*ページ本文*
%%
Wed 210714 広島にて/萩焼を買いに萩を訪問/萩焼の徳利で父と日本酒一升 4086回 | 今井宏オフィシャルブログ「風吹かば倒るの記」Powered by Ameba

Wed 210714 広島にて/萩焼を買いに萩を訪問/萩焼の徳利で父と日本酒一升 4086回

 今日の午後、広島に着いた。広島県呉市で19時半から仕事があって、仕事の前には広島駅の人気店「電光石火」でドデカイお好み焼きを貪ってきた。

 

 選んだメニューは「ラブレター」。スタンダードなメニュー「電光石火」に、牡蠣とイカとブタとエビをたっぷり加えて、さらに目玉焼きまで乗っかっている。さすがに1650円、スタンダード版より600円も高いだけのことはある。旨かった。ただ、これのどこがラブレターなのか、よく分からない。

       (萩で萩焼を買ってきた 1)

 

 そのお好み焼きの詳細や写真はまた後日に譲るとして、今日の記事では「なぜ7月5日の今井が山口県の萩を訪ねたのか」、そのタネ明かしをキチンとしておかなければならない。

 

 ワタクシは別に吉田松陰ファンでも久坂玄瑞ファンでも高杉晋作ファンでもない。薩長同盟とか坂本龍馬あたりの話は、あと100年ぐらい経過しなければ、評価するのは時期尚早だと思っている。中学生の頃から判官びいきのワタクシは、幕末史ではむしろ徳川方のほうが好きなのだ。

       (萩で萩焼を買ってきた 2)

 

 では、梅雨末期の不穏な黒雲を眺めながら、なぜ博多からはるばる萩まで旅したのか。「アンノン族の末裔」と判断されるのも癪だから、この際スパッと白状してしまえば、20歳の頃から今井君は「萩焼」が大好き。萩焼の湯呑みと徳利とコーヒー茶碗を、一度に買い揃えたいと思ったのである。

 

 21世紀の東京がどんなに便利になっても、その便利さには限界があって、「萩焼の湯呑みと徳利がほしいな」と思い立っても、滅多なことでは欲しいものは手に入らない。萩焼が欲しかったら、新幹線と高速バスで梅雨末期の不吉な曇天をかいくぐり、人っ子ひとり見当たらない寂しい萩まで行くしかないのである。

 

 実は6月末のワタクシ、東京駅八重洲口の外資系ホテルでアフタヌーン「チー」を楽しもうとしてたいへんイヤな目に遭った。その直後、近くの大丸と高島屋、日本を代表する百貨店2軒の焼き物売り場をのぞいてみた。
%%
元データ
%%
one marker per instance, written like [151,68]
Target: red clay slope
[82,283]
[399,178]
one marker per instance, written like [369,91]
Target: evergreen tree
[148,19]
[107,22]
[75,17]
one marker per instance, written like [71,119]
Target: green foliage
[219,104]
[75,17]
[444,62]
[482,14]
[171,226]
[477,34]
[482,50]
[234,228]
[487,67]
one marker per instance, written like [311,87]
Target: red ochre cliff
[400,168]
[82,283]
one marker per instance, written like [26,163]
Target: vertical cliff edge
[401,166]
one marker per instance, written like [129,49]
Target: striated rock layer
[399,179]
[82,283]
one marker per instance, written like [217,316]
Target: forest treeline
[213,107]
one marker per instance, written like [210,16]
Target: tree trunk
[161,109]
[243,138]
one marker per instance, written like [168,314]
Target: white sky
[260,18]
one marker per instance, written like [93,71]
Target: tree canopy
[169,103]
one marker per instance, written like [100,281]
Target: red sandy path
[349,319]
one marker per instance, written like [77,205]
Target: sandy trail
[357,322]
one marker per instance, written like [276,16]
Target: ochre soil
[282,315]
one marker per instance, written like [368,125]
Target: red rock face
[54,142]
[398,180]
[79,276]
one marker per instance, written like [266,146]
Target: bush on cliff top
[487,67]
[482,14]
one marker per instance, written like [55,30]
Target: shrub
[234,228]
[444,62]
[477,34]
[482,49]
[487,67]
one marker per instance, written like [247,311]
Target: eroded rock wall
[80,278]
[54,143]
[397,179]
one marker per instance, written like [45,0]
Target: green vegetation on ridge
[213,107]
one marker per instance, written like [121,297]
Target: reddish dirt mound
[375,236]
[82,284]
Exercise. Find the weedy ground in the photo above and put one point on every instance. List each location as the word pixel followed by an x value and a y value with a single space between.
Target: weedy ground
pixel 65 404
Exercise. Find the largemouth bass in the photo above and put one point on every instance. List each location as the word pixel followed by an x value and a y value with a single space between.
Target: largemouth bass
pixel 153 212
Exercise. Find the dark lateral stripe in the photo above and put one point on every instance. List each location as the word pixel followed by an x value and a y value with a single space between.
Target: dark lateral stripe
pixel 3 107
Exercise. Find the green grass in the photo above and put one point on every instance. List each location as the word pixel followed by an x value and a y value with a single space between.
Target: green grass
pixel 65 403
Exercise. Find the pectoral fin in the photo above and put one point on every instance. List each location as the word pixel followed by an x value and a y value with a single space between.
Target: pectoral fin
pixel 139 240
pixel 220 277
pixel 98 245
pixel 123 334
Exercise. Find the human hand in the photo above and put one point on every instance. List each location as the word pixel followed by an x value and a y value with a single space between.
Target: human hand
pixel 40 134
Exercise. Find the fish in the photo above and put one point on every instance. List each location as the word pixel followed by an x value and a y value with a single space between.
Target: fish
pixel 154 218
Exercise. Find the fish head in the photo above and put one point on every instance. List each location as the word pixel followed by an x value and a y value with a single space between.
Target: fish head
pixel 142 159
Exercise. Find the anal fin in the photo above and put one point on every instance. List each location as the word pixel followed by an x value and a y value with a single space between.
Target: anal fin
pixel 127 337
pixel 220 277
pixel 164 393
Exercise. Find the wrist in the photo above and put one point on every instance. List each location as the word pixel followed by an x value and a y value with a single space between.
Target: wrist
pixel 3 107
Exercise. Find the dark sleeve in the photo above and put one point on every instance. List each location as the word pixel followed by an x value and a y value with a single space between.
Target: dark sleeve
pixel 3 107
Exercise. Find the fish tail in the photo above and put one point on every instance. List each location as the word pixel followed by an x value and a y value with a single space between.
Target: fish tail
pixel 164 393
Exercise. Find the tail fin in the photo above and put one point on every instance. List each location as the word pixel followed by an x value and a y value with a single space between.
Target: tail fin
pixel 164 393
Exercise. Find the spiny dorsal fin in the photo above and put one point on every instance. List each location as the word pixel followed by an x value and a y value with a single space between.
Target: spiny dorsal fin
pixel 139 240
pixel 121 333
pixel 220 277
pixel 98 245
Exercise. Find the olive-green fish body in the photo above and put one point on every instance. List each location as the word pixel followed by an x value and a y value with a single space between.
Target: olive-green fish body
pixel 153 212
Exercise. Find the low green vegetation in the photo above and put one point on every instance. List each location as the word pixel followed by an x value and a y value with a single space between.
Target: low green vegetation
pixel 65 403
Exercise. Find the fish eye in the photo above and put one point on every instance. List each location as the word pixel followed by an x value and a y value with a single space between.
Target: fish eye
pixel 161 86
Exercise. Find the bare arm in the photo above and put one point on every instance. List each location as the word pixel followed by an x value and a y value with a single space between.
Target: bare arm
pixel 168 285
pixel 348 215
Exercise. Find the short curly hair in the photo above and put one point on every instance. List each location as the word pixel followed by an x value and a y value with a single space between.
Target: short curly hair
%%
*作業の指示*
• A. 萩焼の記事のうち、「Wed 210714 広島にて/萩焼を買いに萩を訪問/萩焼の徳利で父と日本酒一升 4086回 |」から「(萩で萩焼を買ってきた 1)」までの部分を一字も変えずに繰り返し書くこと。
• B. 萩焼の記事について、次の問いに答えること。
(i) 「ラブレター」の値段はいくらか。
(ii) 呉市での仕事は何時からか。
(iii) 萩で一度に買い揃えたいと思ったのは、萩焼の何と何と何か。
• C. 萩焼の記事の最後の文に続けて、その先を書き進めること。

*各課題の解答*
• A.
Wed 210714 広島にて/萩焼を買いに萩を訪問/萩焼の徳利で父と日本酒一升 4086回 | 今井宏オフィシャルブログ「風吹かば倒るの記」Powered by Ameba

Wed 210714 広島にて/萩焼を買いに萩を訪問/萩焼の徳利で父と日本酒一升 4086回

 今日の午後、広島に着いた。広島県呉市で19時半から仕事があって、仕事の前には広島駅の人気店「電光石火」でドデカイお好み焼きを貪ってきた。

 

 選んだメニューは「ラブレター」。スタンダードなメニュー「電光石火」に、牡蠣とイカとブタとエビをたっぷり加えて、さらに目玉焼きまで乗っかっている。さすがに1650円、スタンダード版より600円も高いだけのことはある。旨かった。ただ、これのどこがラブレターなのか、よく分からない。

       (萩で萩焼を買ってきた 1)

• B.
(i) 1650円
(ii) 19時半から
(iii) 湯呑みと徳利とコーヒー茶碗

• C.
 いやはや、大丸で3ケ、高島屋で5ケ。たったそれだけしか萩焼を置いていない事実に驚嘆した。中途半端な湯呑みと、中途半端なメオト茶碗。そんなの買うのは絶対にイヤだから、スケジュール表とニラメッコの末、博多にいるうちに「どうしても萩を訪問しよう」と決意した。

       (萩で萩焼を買ってきた 3)

 

 お茶でもコーヒーでもお酒でも、味の半分は器で決まる。コーヒーや紅茶を内側が黒い茶碗で飲むと、自分がいま何を飲んでいるのかさえ忘れてしまう。

 

 器あってのコーヒー、器あっての紅茶、飲み物の繊細な色あいを楽しみながらでなければ、朝のコーヒーも、午後の紅茶も、晩飯の後の緑茶も、もちろん日本酒だって、あんまり美味しくない。

 

 ワタクシの萩焼好きは、20歳を過ぎた頃から始まった。大学3年の秋、何かの用事で帰省して、父ときりたんぽ鍋を貪りながら日本酒を一升、1時間ちょいで空っぽにした。酒豪の父と酒豪の息子、ずいぶん頻繁に一緒に酒を飲んだものだが、1時間ちょいで一升のペースは、さすがにあの時ぐらいである。

 

 きりたんぽ鍋を作ったのは母である。今井君より母が30歳年上、父は32歳年上だから、あの時の今井君が21歳だったとすれば、母51歳、父53歳。おやおや、あの時は「もうすっかりジーサン&バーサン」と思っていたが、実年齢はまだまだずいぶん若かったのである。

       (萩で萩焼を買ってきた 4)

 

「息子と酒を酌みかわしたい」「娘と居酒屋のカウンターでじっくり語り合いたい」みたいなのは、お父さんなら世界中どこでも同じ思いなのだろうが、若き今井君はその意味ではずいぶん親孝行をした。父の晩酌にはほぼ例外なく付き合ったし、一緒に居酒屋で泥酔もした。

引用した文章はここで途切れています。